[BEGIN Stored rows]

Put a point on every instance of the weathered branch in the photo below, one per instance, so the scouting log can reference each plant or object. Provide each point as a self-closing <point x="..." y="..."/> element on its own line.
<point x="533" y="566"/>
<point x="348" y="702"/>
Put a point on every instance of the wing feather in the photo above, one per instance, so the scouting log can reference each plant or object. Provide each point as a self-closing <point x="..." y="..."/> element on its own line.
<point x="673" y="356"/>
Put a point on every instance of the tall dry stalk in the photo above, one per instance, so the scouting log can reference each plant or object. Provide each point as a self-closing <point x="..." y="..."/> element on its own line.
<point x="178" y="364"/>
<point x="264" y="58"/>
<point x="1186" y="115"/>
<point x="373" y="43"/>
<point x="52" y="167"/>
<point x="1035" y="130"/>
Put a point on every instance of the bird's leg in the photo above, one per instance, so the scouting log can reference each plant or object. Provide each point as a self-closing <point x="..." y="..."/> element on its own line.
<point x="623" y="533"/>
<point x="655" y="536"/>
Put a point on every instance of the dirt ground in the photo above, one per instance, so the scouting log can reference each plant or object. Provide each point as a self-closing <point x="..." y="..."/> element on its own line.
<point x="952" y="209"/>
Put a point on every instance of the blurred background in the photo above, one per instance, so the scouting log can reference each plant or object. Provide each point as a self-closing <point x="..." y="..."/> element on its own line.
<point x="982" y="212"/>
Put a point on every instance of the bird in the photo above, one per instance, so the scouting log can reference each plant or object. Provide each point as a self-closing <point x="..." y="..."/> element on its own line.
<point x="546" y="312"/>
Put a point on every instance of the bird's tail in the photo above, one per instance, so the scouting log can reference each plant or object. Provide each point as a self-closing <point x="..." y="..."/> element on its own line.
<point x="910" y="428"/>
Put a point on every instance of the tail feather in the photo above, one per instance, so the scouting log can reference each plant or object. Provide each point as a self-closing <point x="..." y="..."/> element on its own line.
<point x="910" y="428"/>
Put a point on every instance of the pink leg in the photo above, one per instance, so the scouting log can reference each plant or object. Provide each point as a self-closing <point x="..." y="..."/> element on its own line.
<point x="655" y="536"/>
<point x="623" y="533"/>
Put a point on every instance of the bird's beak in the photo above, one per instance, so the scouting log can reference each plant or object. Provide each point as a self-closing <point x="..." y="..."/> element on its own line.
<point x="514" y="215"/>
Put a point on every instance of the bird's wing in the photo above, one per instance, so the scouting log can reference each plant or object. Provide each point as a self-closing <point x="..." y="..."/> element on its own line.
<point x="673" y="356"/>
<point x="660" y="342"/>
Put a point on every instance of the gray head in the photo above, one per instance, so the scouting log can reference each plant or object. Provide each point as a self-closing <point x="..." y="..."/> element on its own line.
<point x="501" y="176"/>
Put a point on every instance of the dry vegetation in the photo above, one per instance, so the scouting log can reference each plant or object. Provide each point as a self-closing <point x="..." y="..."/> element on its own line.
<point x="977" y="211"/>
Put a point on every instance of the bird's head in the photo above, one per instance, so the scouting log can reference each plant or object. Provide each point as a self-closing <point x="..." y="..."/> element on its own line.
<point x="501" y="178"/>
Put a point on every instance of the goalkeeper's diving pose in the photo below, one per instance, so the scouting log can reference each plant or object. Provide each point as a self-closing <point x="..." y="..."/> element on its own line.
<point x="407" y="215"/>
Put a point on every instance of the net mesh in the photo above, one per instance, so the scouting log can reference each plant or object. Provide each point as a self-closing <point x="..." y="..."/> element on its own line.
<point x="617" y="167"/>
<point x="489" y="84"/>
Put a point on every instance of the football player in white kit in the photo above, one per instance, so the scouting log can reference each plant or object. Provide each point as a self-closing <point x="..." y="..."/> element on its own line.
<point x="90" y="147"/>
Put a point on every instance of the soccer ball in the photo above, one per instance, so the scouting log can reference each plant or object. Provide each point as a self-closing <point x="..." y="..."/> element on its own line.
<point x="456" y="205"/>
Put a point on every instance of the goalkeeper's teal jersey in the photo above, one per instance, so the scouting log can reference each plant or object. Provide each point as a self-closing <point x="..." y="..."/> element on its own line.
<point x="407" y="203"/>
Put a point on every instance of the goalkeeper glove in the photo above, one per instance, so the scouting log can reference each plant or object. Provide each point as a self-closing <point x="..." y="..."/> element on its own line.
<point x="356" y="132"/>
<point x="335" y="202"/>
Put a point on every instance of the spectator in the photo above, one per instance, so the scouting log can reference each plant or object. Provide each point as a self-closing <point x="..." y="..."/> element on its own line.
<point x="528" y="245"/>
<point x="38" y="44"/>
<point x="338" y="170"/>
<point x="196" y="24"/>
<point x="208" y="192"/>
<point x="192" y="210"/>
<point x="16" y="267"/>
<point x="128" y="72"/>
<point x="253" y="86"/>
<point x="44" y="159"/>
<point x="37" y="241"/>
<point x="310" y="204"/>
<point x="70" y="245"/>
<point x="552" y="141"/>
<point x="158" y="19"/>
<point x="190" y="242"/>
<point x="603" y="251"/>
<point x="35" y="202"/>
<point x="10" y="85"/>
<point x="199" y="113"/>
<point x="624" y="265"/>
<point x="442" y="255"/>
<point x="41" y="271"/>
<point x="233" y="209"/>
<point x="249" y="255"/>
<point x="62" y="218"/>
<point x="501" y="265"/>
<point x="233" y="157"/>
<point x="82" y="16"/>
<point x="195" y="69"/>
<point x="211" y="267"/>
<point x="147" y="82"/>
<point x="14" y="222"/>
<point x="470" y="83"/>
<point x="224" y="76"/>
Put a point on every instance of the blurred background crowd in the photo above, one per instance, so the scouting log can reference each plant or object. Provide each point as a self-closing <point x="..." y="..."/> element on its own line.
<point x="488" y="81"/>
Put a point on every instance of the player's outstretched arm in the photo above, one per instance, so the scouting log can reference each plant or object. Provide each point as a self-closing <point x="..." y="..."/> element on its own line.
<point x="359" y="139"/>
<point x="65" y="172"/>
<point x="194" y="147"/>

[END Stored rows]

▸ Short exercise
Recopy the entries above in their entirety, exactly.

▸ Reply
Put a point on every instance of the weathered branch in the photo below, one per instance, so the scouting log can reference each plant or object. Provide each point as a self-closing <point x="..." y="..."/> element on its own line.
<point x="533" y="566"/>
<point x="348" y="702"/>
Put a point on every instance of the wing feather in the photo above, one per instance, so the scouting log can reference each plant or object. Provide each point as a self-closing <point x="..." y="..."/> element on its own line.
<point x="673" y="356"/>
Put a point on every instance of the tall dry stalk in the photo above, one per instance, so the scouting log can reference each plant or object. Provide each point as a self-closing <point x="..." y="..."/> element on its own line.
<point x="178" y="364"/>
<point x="264" y="58"/>
<point x="1186" y="115"/>
<point x="373" y="43"/>
<point x="52" y="167"/>
<point x="1035" y="130"/>
Put a point on every instance of the bird's leg in the photo above, one per instance, so the scouting log can reference each plant or object. Provide each point as a self-closing <point x="..." y="..."/> element on its own line.
<point x="623" y="533"/>
<point x="655" y="536"/>
Put a point on every instance of the dirt ground in the photo above, one per instance, so the scouting log can reference each plant or object. Provide each point as a self-closing <point x="..." y="..."/> element on its own line.
<point x="952" y="209"/>
Put a point on every instance of the blurred background in the photo above, one per instance, so the scouting log can reference each plant or object. Provide each point as a self-closing <point x="..." y="..."/> element on its own line.
<point x="982" y="212"/>
Put a point on every instance of the bird in the photo above, one per instance, so the scouting log can reference each plant or object. Provide each point as a self-closing <point x="..." y="..."/> element on its own line.
<point x="546" y="312"/>
Put a point on every instance of the bird's tail in the photo above, one per instance, so the scouting log can reference each plant or object. Provide each point as a self-closing <point x="..." y="..."/> element on its own line.
<point x="910" y="428"/>
Put a point on every instance of the tail feather in the photo above, one per instance, so the scouting log can reference each plant or object. Provide each point as a self-closing <point x="..." y="..."/> element on its own line.
<point x="910" y="428"/>
Put a point on every instance of the pink leg in the photo above, one per instance, so the scouting log can reference each plant or object. Provide each point as a self-closing <point x="..." y="..."/> element on its own line.
<point x="655" y="536"/>
<point x="623" y="533"/>
Put a point on every instance of the bird's beak in the photo above, one per instance, so the scouting log can reference each plant or object. Provide each point as a self-closing <point x="..." y="..."/> element on its own line.
<point x="514" y="215"/>
Put a point on every instance of the bird's wing in the photo above, one per instance, so the scouting log can reference each plant or object. Provide each point as a self-closing <point x="..." y="..."/> element on its own line.
<point x="673" y="356"/>
<point x="660" y="342"/>
Put a point on every instance of the gray head in the photo above, one per instance, so the scouting log can reference each plant or object. Provide each point as a self-closing <point x="..." y="..."/> element on its own line.
<point x="501" y="176"/>
Put a point on every instance of the dry vegetation in the photo above, one per instance, so the scouting log can reference each plant or object. Provide each point as a self-closing <point x="..." y="..."/> element on its own line.
<point x="977" y="211"/>
Put a point on every instance of the bird's head in the photo above, one per instance, so the scouting log can reference each plant or object. Provide each point as a self-closing <point x="..." y="..."/> element on its own line.
<point x="501" y="178"/>
Put a point on every instance of the goalkeeper's diving pose in the photo below, one per instance, so the scouting log can reference each plant or object. Provide each point as a self-closing <point x="..." y="..."/> element on its own line.
<point x="407" y="215"/>
Put a point on every instance of the net mesh in the photo above, one per instance, so the scouting log can reference each plant or object. Provide each point as a self-closing <point x="..." y="..."/> element on its own line.
<point x="617" y="167"/>
<point x="489" y="84"/>
Put a point on every instance of the football player in white kit in the photo above, one per instance, so the scouting log can reference each plant or object. Provide each point as a self-closing <point x="..." y="..."/> element on its own line.
<point x="90" y="147"/>
Put a point on every instance of the soccer ball in the photo above, one per instance, so the scouting log can reference each plant or object. Provide each point as a self-closing <point x="..." y="..."/> element on its own line.
<point x="456" y="205"/>
Put a point on every instance of the goalkeeper's teal jersey in the photo above, one per instance, so the scouting log can reference each plant or object. Provide each point as a self-closing <point x="..." y="..."/> element on its own line.
<point x="407" y="203"/>
Put a point on every instance of the goalkeeper glove in the photo above, one per instance, so the scouting log can reference each plant or object. Provide each point as a self-closing <point x="..." y="..."/> element on its own line.
<point x="356" y="132"/>
<point x="335" y="202"/>
Put a point on every instance of the spectator in the photo above, one per instance, so the scouting log can reference each plant or object. Provide each point as a self-closing <point x="..." y="..."/> element on its own line.
<point x="528" y="245"/>
<point x="38" y="44"/>
<point x="338" y="170"/>
<point x="196" y="24"/>
<point x="208" y="192"/>
<point x="192" y="210"/>
<point x="16" y="267"/>
<point x="128" y="72"/>
<point x="253" y="86"/>
<point x="44" y="159"/>
<point x="37" y="241"/>
<point x="310" y="204"/>
<point x="70" y="245"/>
<point x="552" y="141"/>
<point x="158" y="19"/>
<point x="190" y="242"/>
<point x="603" y="251"/>
<point x="35" y="202"/>
<point x="10" y="85"/>
<point x="199" y="113"/>
<point x="624" y="265"/>
<point x="442" y="255"/>
<point x="41" y="271"/>
<point x="233" y="209"/>
<point x="249" y="255"/>
<point x="62" y="218"/>
<point x="501" y="265"/>
<point x="233" y="157"/>
<point x="82" y="16"/>
<point x="195" y="69"/>
<point x="211" y="267"/>
<point x="147" y="82"/>
<point x="14" y="222"/>
<point x="470" y="83"/>
<point x="224" y="76"/>
Put a point on every instance of the blurred background crowd in the photo above, one per instance, so the scouting log can reference each plant or object. Provide each point as a self-closing <point x="..." y="..."/> element on its own line.
<point x="488" y="81"/>
Put a point on every instance of the player's outstretched arm in the photo above, one per instance, so the scouting log can reference each plant or object. Provide each point as a self-closing <point x="..." y="..."/> element on its own line.
<point x="359" y="139"/>
<point x="65" y="172"/>
<point x="194" y="147"/>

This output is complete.